[What to work on]: Give back exactly the lines from the one containing "of the ancient" through the end of the records, including both, and no others.

>> Start

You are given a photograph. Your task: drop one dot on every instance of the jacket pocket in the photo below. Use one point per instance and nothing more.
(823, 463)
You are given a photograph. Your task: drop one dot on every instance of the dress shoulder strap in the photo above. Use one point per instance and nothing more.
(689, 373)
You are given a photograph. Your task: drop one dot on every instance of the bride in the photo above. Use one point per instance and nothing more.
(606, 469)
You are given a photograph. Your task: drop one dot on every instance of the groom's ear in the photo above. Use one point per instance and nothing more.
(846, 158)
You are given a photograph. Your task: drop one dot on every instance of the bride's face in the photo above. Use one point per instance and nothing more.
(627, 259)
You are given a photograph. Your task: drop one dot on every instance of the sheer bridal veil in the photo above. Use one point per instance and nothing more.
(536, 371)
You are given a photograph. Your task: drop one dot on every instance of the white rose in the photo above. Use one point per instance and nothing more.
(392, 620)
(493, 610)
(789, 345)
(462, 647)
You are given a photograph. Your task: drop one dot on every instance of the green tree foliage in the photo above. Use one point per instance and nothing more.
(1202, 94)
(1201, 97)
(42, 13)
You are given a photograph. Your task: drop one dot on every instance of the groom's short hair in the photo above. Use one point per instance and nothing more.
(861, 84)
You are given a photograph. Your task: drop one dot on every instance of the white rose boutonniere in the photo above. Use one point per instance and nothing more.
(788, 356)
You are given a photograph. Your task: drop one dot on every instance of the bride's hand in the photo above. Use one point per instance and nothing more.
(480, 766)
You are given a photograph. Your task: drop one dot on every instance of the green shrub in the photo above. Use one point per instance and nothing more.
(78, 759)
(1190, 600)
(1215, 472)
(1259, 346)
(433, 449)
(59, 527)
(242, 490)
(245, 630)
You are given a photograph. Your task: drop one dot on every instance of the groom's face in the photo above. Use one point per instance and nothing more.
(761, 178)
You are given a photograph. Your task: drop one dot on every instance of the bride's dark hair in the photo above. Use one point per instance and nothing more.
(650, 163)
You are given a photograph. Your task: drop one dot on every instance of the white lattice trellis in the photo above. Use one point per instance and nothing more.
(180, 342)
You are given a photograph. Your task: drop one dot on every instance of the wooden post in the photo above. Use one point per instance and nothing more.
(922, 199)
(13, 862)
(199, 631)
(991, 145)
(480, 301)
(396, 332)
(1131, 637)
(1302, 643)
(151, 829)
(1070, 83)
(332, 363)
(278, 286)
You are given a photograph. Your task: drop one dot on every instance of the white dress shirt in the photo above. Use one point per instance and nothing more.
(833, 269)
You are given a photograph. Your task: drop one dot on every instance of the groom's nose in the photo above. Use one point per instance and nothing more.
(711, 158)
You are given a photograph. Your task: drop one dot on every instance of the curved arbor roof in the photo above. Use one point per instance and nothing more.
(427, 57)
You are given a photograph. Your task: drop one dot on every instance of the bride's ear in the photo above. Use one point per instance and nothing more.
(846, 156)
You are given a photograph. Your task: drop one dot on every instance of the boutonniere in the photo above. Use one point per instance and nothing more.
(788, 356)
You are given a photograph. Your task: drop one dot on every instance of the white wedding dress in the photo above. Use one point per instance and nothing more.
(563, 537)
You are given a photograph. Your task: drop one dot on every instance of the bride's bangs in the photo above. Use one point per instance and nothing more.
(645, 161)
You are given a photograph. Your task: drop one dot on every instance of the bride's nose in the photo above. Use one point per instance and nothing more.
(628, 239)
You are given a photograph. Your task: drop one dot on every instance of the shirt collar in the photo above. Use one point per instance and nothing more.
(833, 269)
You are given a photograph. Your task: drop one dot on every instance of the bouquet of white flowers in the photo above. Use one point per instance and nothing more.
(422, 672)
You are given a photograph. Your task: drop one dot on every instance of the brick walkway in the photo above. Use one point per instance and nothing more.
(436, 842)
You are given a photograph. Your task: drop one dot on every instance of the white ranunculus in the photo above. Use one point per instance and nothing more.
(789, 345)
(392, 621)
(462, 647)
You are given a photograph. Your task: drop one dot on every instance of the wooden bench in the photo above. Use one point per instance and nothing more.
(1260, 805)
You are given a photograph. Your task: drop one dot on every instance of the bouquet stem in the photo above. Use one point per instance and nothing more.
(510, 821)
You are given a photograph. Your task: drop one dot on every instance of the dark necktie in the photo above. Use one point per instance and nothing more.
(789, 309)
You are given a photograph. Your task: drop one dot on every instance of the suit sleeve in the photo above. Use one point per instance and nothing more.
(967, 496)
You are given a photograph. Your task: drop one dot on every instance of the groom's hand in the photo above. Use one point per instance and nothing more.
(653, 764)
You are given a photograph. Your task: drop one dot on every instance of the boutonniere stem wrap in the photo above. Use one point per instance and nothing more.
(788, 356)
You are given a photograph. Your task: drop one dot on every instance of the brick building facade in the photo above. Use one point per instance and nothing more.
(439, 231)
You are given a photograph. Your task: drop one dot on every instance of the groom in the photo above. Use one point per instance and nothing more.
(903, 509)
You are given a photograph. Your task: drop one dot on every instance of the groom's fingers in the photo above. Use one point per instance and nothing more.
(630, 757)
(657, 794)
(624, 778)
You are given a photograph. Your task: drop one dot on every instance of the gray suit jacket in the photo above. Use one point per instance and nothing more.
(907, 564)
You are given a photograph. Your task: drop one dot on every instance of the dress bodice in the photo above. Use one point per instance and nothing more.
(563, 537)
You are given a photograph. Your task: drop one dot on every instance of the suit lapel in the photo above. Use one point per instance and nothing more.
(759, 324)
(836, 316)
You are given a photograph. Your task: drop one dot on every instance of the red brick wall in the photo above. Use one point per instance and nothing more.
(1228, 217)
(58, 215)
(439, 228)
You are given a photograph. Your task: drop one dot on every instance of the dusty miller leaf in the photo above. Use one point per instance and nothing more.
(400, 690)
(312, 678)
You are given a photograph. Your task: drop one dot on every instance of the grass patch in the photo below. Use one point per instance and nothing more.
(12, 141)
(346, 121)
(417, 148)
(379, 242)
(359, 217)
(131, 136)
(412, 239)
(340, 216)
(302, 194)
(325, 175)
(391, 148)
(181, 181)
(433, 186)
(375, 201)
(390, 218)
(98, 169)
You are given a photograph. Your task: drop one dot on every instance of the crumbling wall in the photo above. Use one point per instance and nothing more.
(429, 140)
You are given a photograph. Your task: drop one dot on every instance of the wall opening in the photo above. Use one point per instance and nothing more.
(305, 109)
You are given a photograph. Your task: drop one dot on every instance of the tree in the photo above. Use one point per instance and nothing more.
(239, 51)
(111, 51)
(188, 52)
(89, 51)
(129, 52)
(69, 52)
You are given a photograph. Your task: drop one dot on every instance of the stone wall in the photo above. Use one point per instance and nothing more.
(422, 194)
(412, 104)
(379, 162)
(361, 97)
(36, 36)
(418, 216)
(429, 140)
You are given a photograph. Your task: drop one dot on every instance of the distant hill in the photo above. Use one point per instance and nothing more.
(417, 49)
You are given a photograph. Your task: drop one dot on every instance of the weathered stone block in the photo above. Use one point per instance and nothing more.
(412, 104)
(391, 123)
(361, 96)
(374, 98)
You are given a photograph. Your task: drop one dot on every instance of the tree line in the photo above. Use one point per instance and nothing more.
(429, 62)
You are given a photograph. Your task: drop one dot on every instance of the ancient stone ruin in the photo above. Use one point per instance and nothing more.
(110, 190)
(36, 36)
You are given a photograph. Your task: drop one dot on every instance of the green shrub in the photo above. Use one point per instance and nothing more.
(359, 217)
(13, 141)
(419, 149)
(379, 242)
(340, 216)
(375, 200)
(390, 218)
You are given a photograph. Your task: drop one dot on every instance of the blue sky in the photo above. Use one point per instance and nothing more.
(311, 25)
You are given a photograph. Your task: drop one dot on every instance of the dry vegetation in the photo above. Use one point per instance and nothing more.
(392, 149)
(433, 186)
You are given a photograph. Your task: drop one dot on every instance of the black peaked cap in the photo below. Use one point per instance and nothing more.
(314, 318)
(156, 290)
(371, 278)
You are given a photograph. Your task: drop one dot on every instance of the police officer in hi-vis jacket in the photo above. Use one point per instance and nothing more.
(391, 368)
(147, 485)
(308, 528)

>> End

[Exercise solution]:
You are given a photograph. Your task: drop one dot on every instance of the ancient stone ruin in the photo above. Use one point per instance and nothing more.
(110, 190)
(36, 36)
You are given a photograph. Your task: drop one dot on every instance of the green shrub in the photo above. Use one point per instance and nothing more.
(359, 217)
(13, 141)
(419, 149)
(379, 242)
(340, 216)
(375, 200)
(390, 218)
You are given a photograph. Your task: drop one dot on every instance of the blue sky in the photo above. Use one point per instance and nothing more.
(311, 25)
You are given a photograph. Your task: drop one dot on every instance of the dry vegetation in the photo above. Use one point per instance and nothing more.
(392, 149)
(433, 186)
You are given a photograph. Your task: drop one dot on every instance of the black peaked cap in the photo below. Use one point per instance and nothing more.
(314, 318)
(156, 290)
(371, 278)
You are given a photograph. Your task: drop one dot on every instance of the police officer in hi-vis jacket in the photo above. Use one point per instance and nothing more.
(391, 368)
(147, 485)
(308, 528)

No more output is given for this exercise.